Mise en pratique:
1. Selon l'entretien avec Éric Blanc, avec qui l'humoriste est-il parti au Canada pour écrire son spectacle ?
2. Renvoyez tel quel le passage de l'entretien avec Éric Blanc qui va de « Éric Blanc : Je » jusqu'à « positives du public. ».

Éric Blanc : « Avec mon spectacle, je brosse un tableau sans concession de la société moderne! »
De passage en Lorraine pour son spectacle « Décalage immédiat, l’itinéraire d’un Noir allumé », l’humoriste Éric Blanc présente à la Plume Culturelle à la fois son spectacle et sa philosophie personnelle du rire et de la réflexion sur notre société.
La Plume Culturelle : Pourquoi être-vous parti au Canada avec René-Samuel Lévy pour écrire ce spectacle ?
Éric Blanc : Je souhaitais prospecter le Canada pour le spectacle, et aussi parce que j’avais eu des échos positifs de la part de comédiens qui y sont allés, plus précisément au Québec. Je trouvais que leur spontanéité correspondait parfaitement au caractère du personnage que je développe dans mon spectacle. J’aime beaucoup leur mentalité, et leur fraîcheur d’esprit. J’ai donc commencé à écrire ici en France, puis je suis parti là-bas pour continuer le scénario avec René-Samuel. Malheureusement, je n’ai pas encore pu jouer « Décalage immédiat » sur place. En revanche dans l’hexagone, j’ai pu effectuer quelques tours de chauffe dans certaines salles et dans des centres culturels où j’ai connu des réactions positives du public.
LPC : Sauveur, le héros de votre spectacle veut « sauver les Blancs de la noirceur ». Pourquoi un tel projet ? Utopique ?
EB : C’est un projet un peu fou que Sauveur souhaite entreprendre mais pas du tout utopique. Pour lui, les Blancs sont tout sauf sauvages, sauf qu’en réalité, ils se comportent comme tels, en renversant les clichés et les valeurs qu’on a l’habitude d’entendre à droite et à gauche. Il est choqué par leur langage cru, et très ému à la fois, car il ne connaît la France qu’à travers la littérature, et notamment celle du Siècle des Lumières. Alors, il décide de les sauver en projetant de rencontrer le chef des Blancs pour parler de son projet.
LPC : Comment va-t-il s’y prendre ?

Données fournies:
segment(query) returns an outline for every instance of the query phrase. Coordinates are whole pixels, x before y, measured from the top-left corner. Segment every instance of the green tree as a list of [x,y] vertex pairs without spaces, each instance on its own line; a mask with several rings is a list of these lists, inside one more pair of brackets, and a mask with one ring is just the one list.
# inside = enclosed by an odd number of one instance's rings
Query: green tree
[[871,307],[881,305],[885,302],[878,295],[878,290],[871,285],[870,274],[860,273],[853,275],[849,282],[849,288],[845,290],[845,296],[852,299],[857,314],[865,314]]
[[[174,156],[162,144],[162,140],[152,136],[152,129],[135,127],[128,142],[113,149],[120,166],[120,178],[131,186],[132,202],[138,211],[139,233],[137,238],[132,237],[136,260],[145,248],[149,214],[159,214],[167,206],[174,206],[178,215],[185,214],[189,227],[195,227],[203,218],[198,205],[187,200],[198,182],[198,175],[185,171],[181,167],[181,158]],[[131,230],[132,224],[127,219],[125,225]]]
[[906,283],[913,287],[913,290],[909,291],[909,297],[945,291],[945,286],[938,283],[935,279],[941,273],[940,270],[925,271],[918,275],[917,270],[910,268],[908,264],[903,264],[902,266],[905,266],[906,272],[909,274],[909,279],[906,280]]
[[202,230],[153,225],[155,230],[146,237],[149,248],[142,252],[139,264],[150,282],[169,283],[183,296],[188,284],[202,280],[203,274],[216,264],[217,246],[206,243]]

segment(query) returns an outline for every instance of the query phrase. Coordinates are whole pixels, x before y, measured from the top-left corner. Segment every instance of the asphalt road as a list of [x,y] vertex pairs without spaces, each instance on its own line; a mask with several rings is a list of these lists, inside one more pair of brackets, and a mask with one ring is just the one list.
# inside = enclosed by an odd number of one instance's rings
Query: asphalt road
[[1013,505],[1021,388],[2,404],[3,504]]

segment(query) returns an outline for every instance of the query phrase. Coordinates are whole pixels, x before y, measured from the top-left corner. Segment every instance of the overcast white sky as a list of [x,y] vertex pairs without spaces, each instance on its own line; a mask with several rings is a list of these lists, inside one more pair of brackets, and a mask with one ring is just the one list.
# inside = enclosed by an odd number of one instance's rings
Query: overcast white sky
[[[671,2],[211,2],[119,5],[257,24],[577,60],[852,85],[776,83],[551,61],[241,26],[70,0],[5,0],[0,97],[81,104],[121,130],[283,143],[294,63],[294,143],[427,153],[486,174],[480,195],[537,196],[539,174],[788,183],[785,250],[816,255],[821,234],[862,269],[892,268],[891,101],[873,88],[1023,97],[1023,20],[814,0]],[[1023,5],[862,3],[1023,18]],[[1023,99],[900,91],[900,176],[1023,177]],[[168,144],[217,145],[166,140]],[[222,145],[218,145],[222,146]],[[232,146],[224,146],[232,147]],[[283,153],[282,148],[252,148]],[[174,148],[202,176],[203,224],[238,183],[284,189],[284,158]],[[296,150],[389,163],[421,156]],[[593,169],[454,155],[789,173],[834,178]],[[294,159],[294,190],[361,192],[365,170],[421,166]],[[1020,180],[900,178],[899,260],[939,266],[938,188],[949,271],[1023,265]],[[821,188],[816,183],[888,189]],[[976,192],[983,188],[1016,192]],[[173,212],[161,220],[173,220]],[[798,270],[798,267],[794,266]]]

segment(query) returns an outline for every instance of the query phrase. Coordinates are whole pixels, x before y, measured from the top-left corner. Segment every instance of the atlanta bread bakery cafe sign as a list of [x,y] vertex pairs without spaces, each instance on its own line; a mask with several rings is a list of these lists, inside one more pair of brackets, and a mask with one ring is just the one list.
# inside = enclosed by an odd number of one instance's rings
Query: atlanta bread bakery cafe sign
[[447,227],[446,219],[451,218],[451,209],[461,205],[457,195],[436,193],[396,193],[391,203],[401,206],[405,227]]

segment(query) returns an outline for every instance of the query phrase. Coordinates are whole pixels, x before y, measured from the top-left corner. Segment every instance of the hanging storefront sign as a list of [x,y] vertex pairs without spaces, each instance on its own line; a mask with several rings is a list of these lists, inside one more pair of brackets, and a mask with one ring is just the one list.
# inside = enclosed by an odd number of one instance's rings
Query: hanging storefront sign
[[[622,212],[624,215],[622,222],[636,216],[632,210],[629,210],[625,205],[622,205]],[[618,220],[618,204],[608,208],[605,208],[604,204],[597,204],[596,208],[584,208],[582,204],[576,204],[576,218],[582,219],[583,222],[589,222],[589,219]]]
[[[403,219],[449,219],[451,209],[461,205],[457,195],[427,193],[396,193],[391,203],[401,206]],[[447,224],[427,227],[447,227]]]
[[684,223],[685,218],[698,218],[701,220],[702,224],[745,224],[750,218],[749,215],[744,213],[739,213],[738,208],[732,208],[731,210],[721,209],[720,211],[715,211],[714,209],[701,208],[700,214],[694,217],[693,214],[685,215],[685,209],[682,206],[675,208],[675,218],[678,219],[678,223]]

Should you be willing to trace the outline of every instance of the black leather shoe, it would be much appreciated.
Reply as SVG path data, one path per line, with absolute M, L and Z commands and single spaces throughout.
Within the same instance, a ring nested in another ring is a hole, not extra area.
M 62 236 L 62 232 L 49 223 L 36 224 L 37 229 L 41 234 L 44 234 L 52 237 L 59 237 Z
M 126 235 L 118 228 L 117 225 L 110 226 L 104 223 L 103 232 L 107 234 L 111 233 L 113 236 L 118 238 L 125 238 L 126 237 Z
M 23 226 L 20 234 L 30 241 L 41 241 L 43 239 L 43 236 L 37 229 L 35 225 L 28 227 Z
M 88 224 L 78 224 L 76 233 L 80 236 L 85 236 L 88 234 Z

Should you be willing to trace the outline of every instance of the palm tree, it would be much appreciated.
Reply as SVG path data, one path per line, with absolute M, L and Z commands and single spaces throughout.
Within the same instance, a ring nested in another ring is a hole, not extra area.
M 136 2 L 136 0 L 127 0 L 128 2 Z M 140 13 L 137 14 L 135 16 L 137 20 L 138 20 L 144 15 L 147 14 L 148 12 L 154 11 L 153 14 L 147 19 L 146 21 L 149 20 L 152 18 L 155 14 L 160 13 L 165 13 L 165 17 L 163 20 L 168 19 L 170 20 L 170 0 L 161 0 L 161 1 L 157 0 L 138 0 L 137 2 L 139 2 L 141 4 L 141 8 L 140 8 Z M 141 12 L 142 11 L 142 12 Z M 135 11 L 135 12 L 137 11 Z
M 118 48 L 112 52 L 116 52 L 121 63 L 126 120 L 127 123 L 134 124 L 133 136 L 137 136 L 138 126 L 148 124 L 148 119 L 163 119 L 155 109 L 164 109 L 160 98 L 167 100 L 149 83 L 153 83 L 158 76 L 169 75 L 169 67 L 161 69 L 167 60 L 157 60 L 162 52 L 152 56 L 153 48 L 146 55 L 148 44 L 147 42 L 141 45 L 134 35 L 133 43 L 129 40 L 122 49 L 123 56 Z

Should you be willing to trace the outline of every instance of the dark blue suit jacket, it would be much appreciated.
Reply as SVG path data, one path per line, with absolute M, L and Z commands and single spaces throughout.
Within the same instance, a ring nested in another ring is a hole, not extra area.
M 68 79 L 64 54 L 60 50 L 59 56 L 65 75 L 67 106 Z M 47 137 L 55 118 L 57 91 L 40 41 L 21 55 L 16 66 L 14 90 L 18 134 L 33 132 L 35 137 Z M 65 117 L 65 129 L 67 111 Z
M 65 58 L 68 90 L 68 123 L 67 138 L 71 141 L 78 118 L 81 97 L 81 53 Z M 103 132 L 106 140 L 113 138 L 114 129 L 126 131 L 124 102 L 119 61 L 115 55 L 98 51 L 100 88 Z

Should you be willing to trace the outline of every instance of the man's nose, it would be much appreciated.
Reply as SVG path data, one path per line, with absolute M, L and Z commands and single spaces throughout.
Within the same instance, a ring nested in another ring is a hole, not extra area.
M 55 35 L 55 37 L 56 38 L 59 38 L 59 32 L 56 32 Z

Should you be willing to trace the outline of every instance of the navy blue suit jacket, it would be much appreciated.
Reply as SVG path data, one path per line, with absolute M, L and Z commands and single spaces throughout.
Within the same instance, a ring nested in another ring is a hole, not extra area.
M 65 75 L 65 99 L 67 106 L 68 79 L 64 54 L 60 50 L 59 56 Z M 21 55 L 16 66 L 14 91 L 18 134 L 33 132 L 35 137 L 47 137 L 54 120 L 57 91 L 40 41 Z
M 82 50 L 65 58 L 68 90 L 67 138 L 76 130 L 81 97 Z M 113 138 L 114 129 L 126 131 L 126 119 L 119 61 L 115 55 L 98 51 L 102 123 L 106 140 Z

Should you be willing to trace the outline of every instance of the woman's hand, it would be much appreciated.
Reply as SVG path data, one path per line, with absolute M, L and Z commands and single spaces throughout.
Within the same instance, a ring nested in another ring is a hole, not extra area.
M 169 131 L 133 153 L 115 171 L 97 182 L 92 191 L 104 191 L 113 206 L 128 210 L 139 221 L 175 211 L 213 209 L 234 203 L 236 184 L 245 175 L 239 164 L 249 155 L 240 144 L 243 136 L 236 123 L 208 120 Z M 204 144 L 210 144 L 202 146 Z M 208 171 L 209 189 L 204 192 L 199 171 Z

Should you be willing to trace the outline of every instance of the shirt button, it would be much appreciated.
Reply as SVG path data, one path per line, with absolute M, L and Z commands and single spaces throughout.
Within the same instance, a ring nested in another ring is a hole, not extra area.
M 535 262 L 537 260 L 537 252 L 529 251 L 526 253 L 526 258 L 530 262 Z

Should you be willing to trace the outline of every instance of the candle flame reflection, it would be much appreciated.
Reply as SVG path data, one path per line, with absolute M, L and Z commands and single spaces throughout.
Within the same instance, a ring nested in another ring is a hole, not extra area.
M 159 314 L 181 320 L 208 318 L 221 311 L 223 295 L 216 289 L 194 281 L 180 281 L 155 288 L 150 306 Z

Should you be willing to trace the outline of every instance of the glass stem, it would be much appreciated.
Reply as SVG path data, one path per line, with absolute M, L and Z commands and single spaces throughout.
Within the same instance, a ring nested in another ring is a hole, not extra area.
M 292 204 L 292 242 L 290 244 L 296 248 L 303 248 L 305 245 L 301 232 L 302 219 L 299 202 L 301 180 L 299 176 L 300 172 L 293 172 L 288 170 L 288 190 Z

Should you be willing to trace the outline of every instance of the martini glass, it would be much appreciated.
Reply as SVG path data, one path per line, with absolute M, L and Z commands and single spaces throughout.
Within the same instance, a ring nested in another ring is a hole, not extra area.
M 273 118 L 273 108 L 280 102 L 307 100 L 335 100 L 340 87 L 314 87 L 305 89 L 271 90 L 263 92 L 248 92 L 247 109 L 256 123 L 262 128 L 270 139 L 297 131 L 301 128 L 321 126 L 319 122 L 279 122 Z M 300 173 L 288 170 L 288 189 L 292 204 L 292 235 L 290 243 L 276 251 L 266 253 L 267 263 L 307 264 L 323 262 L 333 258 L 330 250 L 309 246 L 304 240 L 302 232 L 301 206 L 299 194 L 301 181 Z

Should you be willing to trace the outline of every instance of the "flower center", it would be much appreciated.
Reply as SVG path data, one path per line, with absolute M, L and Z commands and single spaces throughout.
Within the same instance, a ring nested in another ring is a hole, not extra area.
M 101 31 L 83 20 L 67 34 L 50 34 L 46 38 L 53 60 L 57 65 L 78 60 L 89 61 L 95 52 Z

Réponses successives:
1. Avec René-Samuel Lévy.

2.
Éric Blanc : Je souhaitais prospecter le Canada pour le spectacle, et aussi parce que j’avais eu des échos positifs de la part de comédiens qui y sont allés, plus précisément au Québec. Je trouvais que leur spontanéité correspondait parfaitement au caractère du personnage que je développe dans mon spectacle. J’aime beaucoup leur mentalité, et leur fraîcheur d’esprit. J’ai donc commencé à écrire ici en France, puis je suis parti là-bas pour continuer le scénario avec René-Samuel. Malheureusement, je n’ai pas encore pu jouer « Décalage immédiat » sur place. En revanche dans l’hexagone, j’ai pu effectuer quelques tours de chauffe dans certaines salles et dans des centres culturels où j’ai connu des réactions positives du public.